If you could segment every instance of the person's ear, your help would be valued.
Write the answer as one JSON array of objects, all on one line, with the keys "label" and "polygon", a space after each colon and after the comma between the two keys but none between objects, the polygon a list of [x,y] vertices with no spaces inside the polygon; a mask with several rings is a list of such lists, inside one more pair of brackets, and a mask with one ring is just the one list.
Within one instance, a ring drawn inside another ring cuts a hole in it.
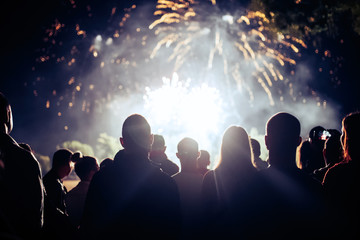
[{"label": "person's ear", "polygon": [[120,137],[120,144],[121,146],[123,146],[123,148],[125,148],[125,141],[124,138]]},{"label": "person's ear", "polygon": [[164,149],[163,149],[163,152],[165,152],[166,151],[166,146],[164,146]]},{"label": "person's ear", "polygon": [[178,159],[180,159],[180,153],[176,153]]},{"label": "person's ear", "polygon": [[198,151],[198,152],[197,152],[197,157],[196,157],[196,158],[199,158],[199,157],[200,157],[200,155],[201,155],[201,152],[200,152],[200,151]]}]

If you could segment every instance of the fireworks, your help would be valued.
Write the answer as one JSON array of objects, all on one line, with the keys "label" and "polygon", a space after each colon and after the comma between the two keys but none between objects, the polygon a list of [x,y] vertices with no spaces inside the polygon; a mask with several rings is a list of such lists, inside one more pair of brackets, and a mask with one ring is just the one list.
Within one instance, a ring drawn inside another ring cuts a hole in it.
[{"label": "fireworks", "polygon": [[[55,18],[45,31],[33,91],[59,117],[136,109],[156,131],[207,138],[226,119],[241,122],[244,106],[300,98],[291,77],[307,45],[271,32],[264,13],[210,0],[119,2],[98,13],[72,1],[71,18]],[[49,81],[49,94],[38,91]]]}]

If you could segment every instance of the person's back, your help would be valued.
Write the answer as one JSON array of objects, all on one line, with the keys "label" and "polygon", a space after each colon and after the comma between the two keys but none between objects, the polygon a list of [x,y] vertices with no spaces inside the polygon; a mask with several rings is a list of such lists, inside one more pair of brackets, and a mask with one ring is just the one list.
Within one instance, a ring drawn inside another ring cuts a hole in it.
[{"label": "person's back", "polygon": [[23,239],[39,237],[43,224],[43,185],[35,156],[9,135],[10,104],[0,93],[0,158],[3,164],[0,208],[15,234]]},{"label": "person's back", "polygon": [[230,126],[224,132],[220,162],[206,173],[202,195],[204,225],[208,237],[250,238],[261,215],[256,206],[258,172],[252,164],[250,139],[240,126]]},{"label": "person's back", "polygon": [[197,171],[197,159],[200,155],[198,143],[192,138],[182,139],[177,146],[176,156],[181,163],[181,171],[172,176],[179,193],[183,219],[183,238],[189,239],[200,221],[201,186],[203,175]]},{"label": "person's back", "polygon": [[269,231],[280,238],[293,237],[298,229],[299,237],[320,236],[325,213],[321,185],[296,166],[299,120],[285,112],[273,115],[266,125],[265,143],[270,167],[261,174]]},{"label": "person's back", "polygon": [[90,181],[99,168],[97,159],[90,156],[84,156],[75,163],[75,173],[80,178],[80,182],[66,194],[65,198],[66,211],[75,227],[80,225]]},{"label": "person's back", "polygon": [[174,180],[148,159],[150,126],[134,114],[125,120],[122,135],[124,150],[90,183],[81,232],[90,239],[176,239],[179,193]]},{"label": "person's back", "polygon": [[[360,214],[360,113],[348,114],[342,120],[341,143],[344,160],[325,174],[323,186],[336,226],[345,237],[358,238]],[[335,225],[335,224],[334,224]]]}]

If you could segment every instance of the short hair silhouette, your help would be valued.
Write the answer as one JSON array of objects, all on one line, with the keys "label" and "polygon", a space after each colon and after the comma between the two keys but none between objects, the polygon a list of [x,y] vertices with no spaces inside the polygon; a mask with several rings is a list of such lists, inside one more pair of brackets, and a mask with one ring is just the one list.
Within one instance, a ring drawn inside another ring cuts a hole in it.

WHAT YOU HAVE TO DO: Return the records above exactly as written. Do not include their images.

EXERCISE RESULT:
If you could segment every instance of the person's ear, your help would be valued.
Write the answer as one JSON array of objects, all on one line, with the keys "label" and "polygon", a space after each colon and after the comma between the two keys but none between objects, the polygon a list of [x,y] vertices with no spaces inside the polygon; a mask with several rings is a list of such lists, inside one more pair of brackets, and a mask with one ring is just the one list.
Within one instance, a ring drawn inside another ring cuts a hole in it.
[{"label": "person's ear", "polygon": [[120,137],[120,144],[121,146],[123,146],[123,148],[125,148],[125,141],[124,138]]},{"label": "person's ear", "polygon": [[164,149],[163,149],[163,152],[165,152],[166,151],[166,146],[164,146]]},{"label": "person's ear", "polygon": [[178,159],[180,159],[180,153],[176,153]]},{"label": "person's ear", "polygon": [[198,151],[198,152],[197,152],[197,157],[196,157],[196,158],[199,158],[199,157],[200,157],[200,155],[201,155],[201,152],[200,152],[200,151]]}]

If you could segment every instance of the fireworks, your help would be valued.
Write the answer as one JSON array of objects, all on one line, with the keys "label" and "polygon", a space after each colon and after the comma between the two keys but none between objects, the polygon a list of [x,y] vertices with no spaces inside the polygon; a mask with several rings is a list of such lists, inside one more pair of brackets, and a mask with one ring is just the one list.
Within one instance, a ring drawn inside another ring cuts a hole in it.
[{"label": "fireworks", "polygon": [[[55,18],[45,31],[33,91],[59,117],[136,109],[156,131],[207,138],[226,119],[241,122],[244,106],[300,98],[291,77],[307,45],[271,32],[264,13],[210,0],[119,2],[98,13],[72,1],[71,18]],[[49,81],[49,94],[38,91]]]}]

If you could segment every instance of the person's back, your help would be valued.
Write the answer as one JSON array of objects, all on one line, with the keys "label" and "polygon", a space after each colon and after the comma between the two keys but none between objects, the polygon a list of [x,y] vertices with no spaces inside the polygon; a mask with several rings is a list of such lists, inside one more pair of brackets, and a mask with one ring is just the one list.
Within one instance, a ring drawn inside another ring cuts a hole in it.
[{"label": "person's back", "polygon": [[23,239],[39,237],[43,224],[43,185],[35,156],[9,135],[10,104],[0,93],[0,158],[3,164],[0,208],[15,234]]},{"label": "person's back", "polygon": [[230,126],[224,132],[220,162],[206,173],[202,195],[204,225],[208,237],[250,238],[261,215],[256,206],[258,172],[252,164],[250,139],[240,126]]},{"label": "person's back", "polygon": [[197,171],[197,159],[200,155],[198,143],[192,138],[182,139],[177,146],[176,156],[181,163],[181,171],[172,176],[179,193],[183,219],[183,238],[189,239],[200,221],[201,186],[203,175]]},{"label": "person's back", "polygon": [[269,231],[280,238],[293,237],[298,229],[299,237],[320,236],[325,213],[321,185],[296,166],[299,120],[285,112],[273,115],[266,125],[265,143],[270,167],[261,174]]},{"label": "person's back", "polygon": [[90,181],[99,168],[97,159],[90,156],[84,156],[75,163],[75,173],[80,178],[80,182],[66,194],[65,198],[66,211],[75,227],[80,225]]},{"label": "person's back", "polygon": [[174,180],[148,159],[150,126],[134,114],[125,120],[122,135],[124,150],[90,183],[81,232],[90,239],[176,239],[179,193]]},{"label": "person's back", "polygon": [[[360,214],[360,113],[348,114],[342,120],[341,143],[344,160],[325,174],[323,186],[336,226],[345,237],[358,238]],[[335,225],[335,224],[334,224]]]}]

If you could segment every instance of the short hair silhouette, your help would be valued.
Write the answer as one JSON array of objects, all on one line, with the keys "label" and "polygon", a space after each colon and after the comma between the two keys but none between objects, the polygon a list of [x,y] vertices with no spaces inside the polygon; a mask with several rings is a list of such lists, inside one more pair of brackets, and a mask with one ring is just the one list.
Within one instance, a ring drawn inside another ring cuts a hole in it.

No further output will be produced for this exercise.